(Excerpts of labeled region data)
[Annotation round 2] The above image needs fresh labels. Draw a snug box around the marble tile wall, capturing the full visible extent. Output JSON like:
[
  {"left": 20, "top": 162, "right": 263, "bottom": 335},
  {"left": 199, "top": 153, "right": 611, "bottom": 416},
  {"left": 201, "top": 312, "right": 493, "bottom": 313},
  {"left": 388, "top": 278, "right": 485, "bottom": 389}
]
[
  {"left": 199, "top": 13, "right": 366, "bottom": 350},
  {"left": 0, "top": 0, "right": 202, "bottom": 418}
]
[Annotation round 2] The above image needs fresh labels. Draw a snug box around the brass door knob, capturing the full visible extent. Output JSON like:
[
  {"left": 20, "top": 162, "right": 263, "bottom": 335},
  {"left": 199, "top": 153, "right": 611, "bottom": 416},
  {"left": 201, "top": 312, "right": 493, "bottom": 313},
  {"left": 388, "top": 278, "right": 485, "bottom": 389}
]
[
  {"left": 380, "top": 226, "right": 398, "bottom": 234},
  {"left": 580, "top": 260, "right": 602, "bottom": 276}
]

| What to work on |
Echo all of the lines above back to me word for word.

| Solution to this exercise |
[Annotation round 2] The above image needs fresh labels. Draw a snug box around the marble tile wall, capturing the full visible extent. Output JSON like:
[
  {"left": 20, "top": 162, "right": 263, "bottom": 335},
  {"left": 199, "top": 153, "right": 611, "bottom": 416},
  {"left": 201, "top": 312, "right": 493, "bottom": 313},
  {"left": 388, "top": 278, "right": 485, "bottom": 389}
]
[
  {"left": 199, "top": 13, "right": 366, "bottom": 350},
  {"left": 0, "top": 0, "right": 202, "bottom": 418}
]
[Annotation round 2] The above image needs fresh labels. Draw a snug box around the brass door knob, capturing the full visible extent. Output JSON like:
[
  {"left": 20, "top": 162, "right": 263, "bottom": 335},
  {"left": 199, "top": 153, "right": 611, "bottom": 416},
  {"left": 201, "top": 312, "right": 493, "bottom": 313},
  {"left": 388, "top": 278, "right": 485, "bottom": 389}
]
[
  {"left": 380, "top": 226, "right": 398, "bottom": 234},
  {"left": 580, "top": 260, "right": 602, "bottom": 276}
]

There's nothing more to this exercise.